**Direction:**
Copy out every one of the records below line for line, leaving the pictures out of your answer.

(Photo labels with boxes)

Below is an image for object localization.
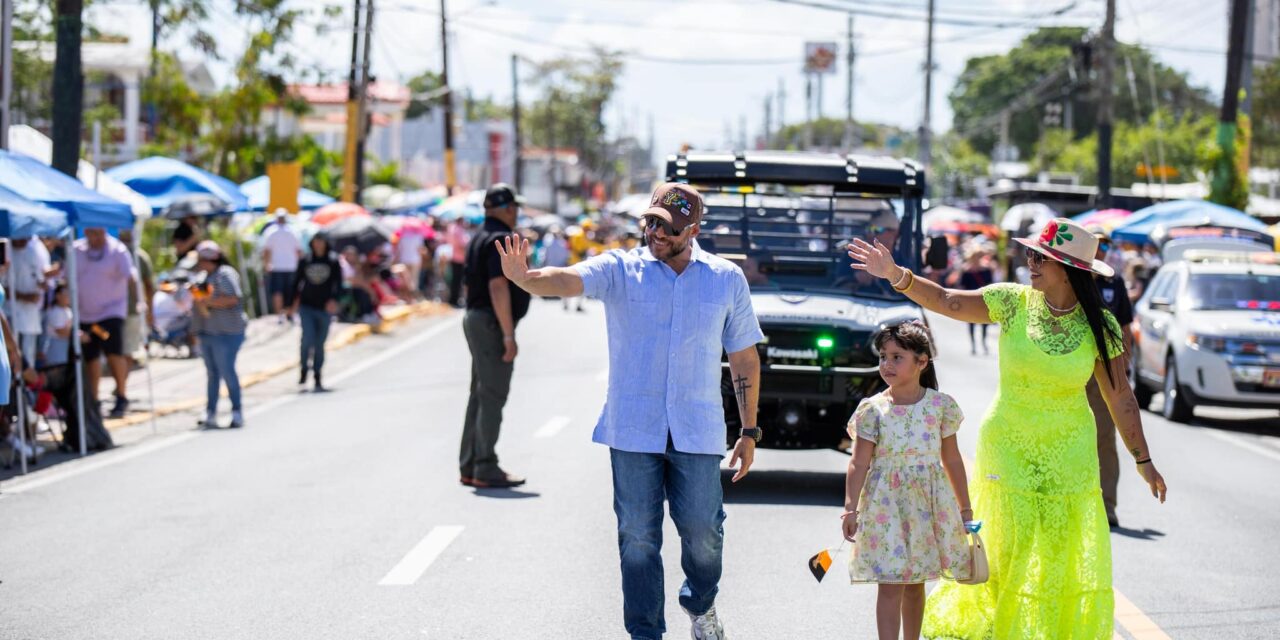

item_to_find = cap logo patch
[662,189,692,218]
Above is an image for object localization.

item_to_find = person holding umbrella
[193,241,248,429]
[293,233,342,392]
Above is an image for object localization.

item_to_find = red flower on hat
[1041,220,1075,247]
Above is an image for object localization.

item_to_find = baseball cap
[641,182,707,233]
[196,241,223,260]
[484,182,525,209]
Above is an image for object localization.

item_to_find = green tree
[1249,60,1280,168]
[521,47,622,177]
[947,27,1213,157]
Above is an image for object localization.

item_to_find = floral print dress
[849,389,969,584]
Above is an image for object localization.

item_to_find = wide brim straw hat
[1014,218,1116,278]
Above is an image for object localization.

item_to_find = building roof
[289,82,412,105]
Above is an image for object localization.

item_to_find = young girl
[841,323,973,640]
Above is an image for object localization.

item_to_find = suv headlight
[1187,333,1226,353]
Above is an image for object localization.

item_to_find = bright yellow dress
[924,283,1124,640]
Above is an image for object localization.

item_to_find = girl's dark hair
[1062,265,1121,387]
[873,320,938,390]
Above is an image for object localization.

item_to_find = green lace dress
[924,283,1124,640]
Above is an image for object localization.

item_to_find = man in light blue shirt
[498,183,764,640]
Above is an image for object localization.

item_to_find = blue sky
[91,0,1229,158]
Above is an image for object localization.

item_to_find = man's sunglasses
[644,216,692,237]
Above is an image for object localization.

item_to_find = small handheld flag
[809,543,845,582]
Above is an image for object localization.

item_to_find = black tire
[1160,355,1192,424]
[1129,344,1156,410]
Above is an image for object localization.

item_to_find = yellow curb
[102,302,453,430]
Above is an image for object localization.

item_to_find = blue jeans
[609,440,724,640]
[200,333,244,413]
[298,305,329,372]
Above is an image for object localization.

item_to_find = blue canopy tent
[0,150,133,229]
[239,175,334,211]
[1111,200,1268,243]
[0,187,67,238]
[0,150,140,456]
[106,156,250,214]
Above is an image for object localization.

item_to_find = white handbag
[956,531,991,585]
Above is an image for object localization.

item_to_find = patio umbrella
[1111,200,1267,243]
[163,193,232,220]
[311,202,369,227]
[324,216,392,253]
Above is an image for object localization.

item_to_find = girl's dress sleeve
[849,398,879,444]
[942,393,964,438]
[1102,310,1124,360]
[979,282,1024,324]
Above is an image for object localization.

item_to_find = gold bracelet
[893,270,915,293]
[890,266,911,289]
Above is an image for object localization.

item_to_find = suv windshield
[1187,274,1280,311]
[698,187,919,300]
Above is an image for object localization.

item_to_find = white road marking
[378,525,465,586]
[1201,429,1280,460]
[534,416,570,438]
[0,316,461,497]
[4,431,201,494]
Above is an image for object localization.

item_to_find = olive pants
[458,308,515,480]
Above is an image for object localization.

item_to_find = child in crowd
[40,284,72,369]
[841,323,973,640]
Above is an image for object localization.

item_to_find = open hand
[728,436,755,483]
[1138,462,1169,504]
[494,234,529,284]
[845,238,902,279]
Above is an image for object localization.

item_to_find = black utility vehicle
[666,151,924,449]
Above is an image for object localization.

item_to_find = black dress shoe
[470,474,525,489]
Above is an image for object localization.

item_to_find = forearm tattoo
[733,375,751,412]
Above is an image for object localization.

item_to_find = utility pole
[1097,0,1116,209]
[845,14,858,152]
[440,0,458,192]
[51,0,84,177]
[1212,0,1252,200]
[919,0,934,169]
[764,93,773,148]
[342,0,361,202]
[353,0,374,202]
[0,0,17,148]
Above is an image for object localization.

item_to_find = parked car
[666,151,924,449]
[1132,251,1280,422]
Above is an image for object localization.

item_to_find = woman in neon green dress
[849,219,1166,640]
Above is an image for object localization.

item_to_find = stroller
[147,271,196,358]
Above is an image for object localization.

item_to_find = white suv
[1132,251,1280,422]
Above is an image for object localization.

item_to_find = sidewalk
[99,302,452,429]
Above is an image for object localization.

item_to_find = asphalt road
[0,302,1280,640]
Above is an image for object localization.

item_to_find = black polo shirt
[466,218,531,323]
[1094,274,1133,326]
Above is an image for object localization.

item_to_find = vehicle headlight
[1187,333,1226,353]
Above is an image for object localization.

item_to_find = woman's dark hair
[873,320,938,390]
[1062,265,1121,387]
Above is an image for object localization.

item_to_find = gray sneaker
[685,604,728,640]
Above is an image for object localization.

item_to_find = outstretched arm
[494,236,582,297]
[849,239,992,324]
[1093,356,1169,502]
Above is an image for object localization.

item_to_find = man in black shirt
[458,183,530,489]
[1087,228,1133,527]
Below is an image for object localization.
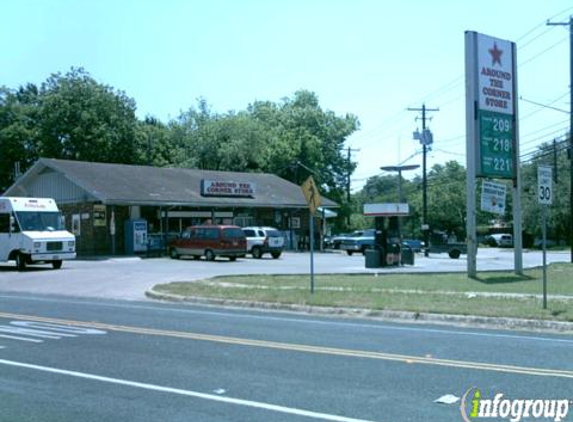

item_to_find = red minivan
[169,225,247,261]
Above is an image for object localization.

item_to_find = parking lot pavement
[0,248,570,300]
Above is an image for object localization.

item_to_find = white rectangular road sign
[537,166,553,205]
[481,180,506,215]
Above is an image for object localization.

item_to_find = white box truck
[0,197,76,271]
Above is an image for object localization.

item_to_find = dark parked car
[169,225,247,261]
[402,239,424,252]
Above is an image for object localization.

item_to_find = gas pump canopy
[364,203,410,217]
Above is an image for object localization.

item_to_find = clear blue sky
[0,0,573,189]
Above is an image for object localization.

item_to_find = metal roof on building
[5,158,338,208]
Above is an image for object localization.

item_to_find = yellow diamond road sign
[301,176,322,215]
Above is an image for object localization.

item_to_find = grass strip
[155,263,573,321]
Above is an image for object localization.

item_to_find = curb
[145,287,573,334]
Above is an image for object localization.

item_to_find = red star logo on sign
[487,42,503,66]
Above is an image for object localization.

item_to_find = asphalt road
[0,294,573,422]
[0,248,570,300]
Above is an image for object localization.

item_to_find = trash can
[401,245,415,265]
[364,249,380,268]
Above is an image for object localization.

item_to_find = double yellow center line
[0,312,573,379]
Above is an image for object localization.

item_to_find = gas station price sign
[476,110,515,179]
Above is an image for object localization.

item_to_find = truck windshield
[16,211,62,231]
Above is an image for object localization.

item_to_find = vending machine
[125,219,147,255]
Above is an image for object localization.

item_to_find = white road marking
[0,359,382,422]
[0,334,44,343]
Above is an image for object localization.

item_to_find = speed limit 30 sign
[537,166,553,205]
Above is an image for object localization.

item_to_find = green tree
[0,84,40,193]
[136,116,185,167]
[38,68,137,163]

**Exercise response:**
Below is an image for object localization.

item_to_find = cap logo patch
[662,189,692,218]
Above is an image for object localization.

item_to_find = person holding umbrella
[193,241,248,429]
[293,233,342,392]
Above is an image for object localization.

item_to_find = red flower on hat
[1041,220,1075,247]
Above is an image for object localization.

item_to_find = baseball cap
[641,182,707,233]
[196,241,223,260]
[484,182,525,209]
Above is an image for object localization.

item_to_find = green tree
[1249,60,1280,168]
[521,47,622,177]
[947,27,1213,157]
Above is an image for object localization.

item_to_find = floral print dress
[849,389,969,584]
Above is an image for object localization.

item_to_find = wide brim straw hat
[1014,218,1116,278]
Above is an image for object localization.

item_to_find = building roof
[289,82,412,105]
Above is an image for object localization.

item_to_find = young girl
[841,323,973,640]
Above is an image for object localization.

item_to_find = suv headlight
[1187,333,1226,353]
Above is an image for object localization.

item_to_find = bright yellow dress
[924,283,1124,640]
Above is an image for object localization.

item_to_find = girl's dark hair
[1062,265,1121,387]
[873,320,938,390]
Above is an image for object localization.

item_to_find = green lace dress
[924,283,1124,640]
Above is an image for object localization.

item_to_find = man in light blue shirt
[498,183,764,640]
Above is an image for object localization.

item_to_find = blue sky
[91,0,1229,158]
Above is an image for object localization.

item_to_find = man's sunglasses
[644,216,692,237]
Above is an image for object localization.

item_to_find = small handheld flag
[809,543,845,582]
Above is an image for object localization.

item_to_find = black tire
[1160,355,1192,424]
[1129,344,1156,410]
Above is an image for object localization.

item_to_find = yellow curb
[102,302,453,430]
Above is an image for object localization.

item_to_find = blue jeans
[609,440,724,640]
[200,333,244,413]
[298,305,329,372]
Above is an image for object localization.

item_to_find = blue canopy tent
[0,150,133,229]
[239,175,334,211]
[1111,200,1268,243]
[0,187,67,238]
[0,150,140,456]
[106,156,250,214]
Above is an image for object localization.

item_to_find = white handbag
[956,531,991,585]
Above is an image for object localization.

item_to_find = patio umbrella
[1111,200,1267,243]
[163,193,232,220]
[311,202,369,227]
[324,216,392,253]
Above is an image for object localization.

item_to_find = girl's dress sleeve
[849,398,879,444]
[942,393,964,438]
[1102,310,1124,360]
[979,282,1024,324]
Above is an image for object localization.

item_to_find = gold bracelet
[893,270,915,293]
[890,266,911,289]
Above is an image for object localization.

item_to_find = suv windshield
[1187,274,1280,311]
[698,187,919,300]
Above is an image for object localization.

item_to_find = white road marking
[378,525,465,586]
[1201,429,1280,460]
[534,416,570,438]
[0,316,461,497]
[4,431,201,494]
Above is an image for object localization.

item_to_find = olive pants
[458,308,515,480]
Above is an image for object localization.

item_to_find = child in crowd
[40,284,72,369]
[841,323,973,640]
Above is an image for object localization.

item_to_find = open hand
[728,436,755,483]
[1138,462,1169,504]
[494,234,529,284]
[845,238,902,279]
Above is an image for object localization.

item_to_find = black utility vehicle
[666,151,924,449]
Above is an image for object localization.

item_to_find = black dress shoe
[470,474,525,489]
Above is an image for object localization.

item_to_find = forearm tattoo
[733,375,751,412]
Above is an image for object localization.

item_to_find = utility pole
[1097,0,1116,209]
[845,14,858,152]
[440,0,458,192]
[51,0,84,177]
[1212,0,1252,200]
[919,0,934,169]
[764,93,773,148]
[342,0,361,202]
[353,0,374,202]
[0,0,17,148]
Above is an image for object localization.

item_to_find = parked car
[666,151,924,449]
[1132,251,1280,422]
Above is an image for object localization.

item_to_find = woman in neon green dress
[849,219,1166,640]
Above is an image for object localization.

item_to_find = stroller
[147,271,196,358]
Above is an image for object localization.

item_to_find = white suv
[1132,251,1280,422]
Above is an image for object localization.

item_to_find = sidewalk
[99,302,452,429]
Above is an image for object localization.

item_to_find = asphalt road
[0,302,1280,640]
Above is an image for object localization.

item_to_find = black polo shirt
[466,218,531,323]
[1094,274,1133,326]
Above is an image for object localization.

item_to_find = vehicle headlight
[1187,333,1226,353]
Above is an image for object localization.

item_to_find = woman's dark hair
[873,320,938,390]
[1062,265,1121,387]
Above is an image for object localization.

item_to_find = gray sneaker
[685,604,728,640]
Above is an image for object localization.

item_to_find = outstretched arm
[494,236,582,297]
[849,239,992,324]
[1093,356,1169,502]
Above is an image for object localization.

item_to_find = man in black shirt
[458,183,530,489]
[1087,228,1133,527]
Below is an image for object localization.

item_to_find = red minivan
[169,225,247,261]
Above is an image for object localization.

item_to_find = parking lot pavement
[0,248,570,300]
Above is an image for object localization.

item_to_find = white rectangular road sign
[537,166,553,205]
[481,180,506,215]
Above is an image for object localization.

item_to_find = white box truck
[0,197,76,271]
Above is an image for object localization.

item_to_find = dark parked car
[169,225,247,261]
[402,239,424,252]
Above is an image for object localization.

item_to_find = gas pump canopy
[364,203,410,217]
Above is an image for object localization.

item_to_find = clear blue sky
[0,0,573,189]
Above is an image for object localization.

item_to_find = metal roof on building
[5,158,338,208]
Above is an image for object localization.

item_to_find = yellow diamond road sign
[301,176,322,215]
Above is an image for object localization.

item_to_find = grass strip
[155,263,573,321]
Above is an image for object localization.

item_to_find = curb
[145,287,573,334]
Above is an image for object localization.

item_to_find = red star logo on sign
[487,42,503,66]
Above is an image for object localization.

item_to_find = asphalt road
[0,294,573,422]
[0,248,570,300]
Above is an image for object localization.

item_to_find = trash can
[401,245,415,265]
[364,249,380,268]
Above is an image for object localization.

item_to_find = double yellow center line
[0,312,573,379]
Above is an image for object localization.

item_to_find = gas station price sign
[476,110,515,179]
Above is an image for object localization.

item_to_find = truck windshield
[16,211,62,231]
Above is an image for object localization.

item_to_find = vending machine
[125,219,147,255]
Above is an image for object localization.

item_to_find = white road marking
[0,359,382,422]
[0,334,44,343]
Above is an image for object localization.

item_to_find = speed limit 30 sign
[537,166,553,205]
Above is an image for object localization.

item_to_find = green tree
[0,84,40,193]
[136,116,185,167]
[38,68,137,163]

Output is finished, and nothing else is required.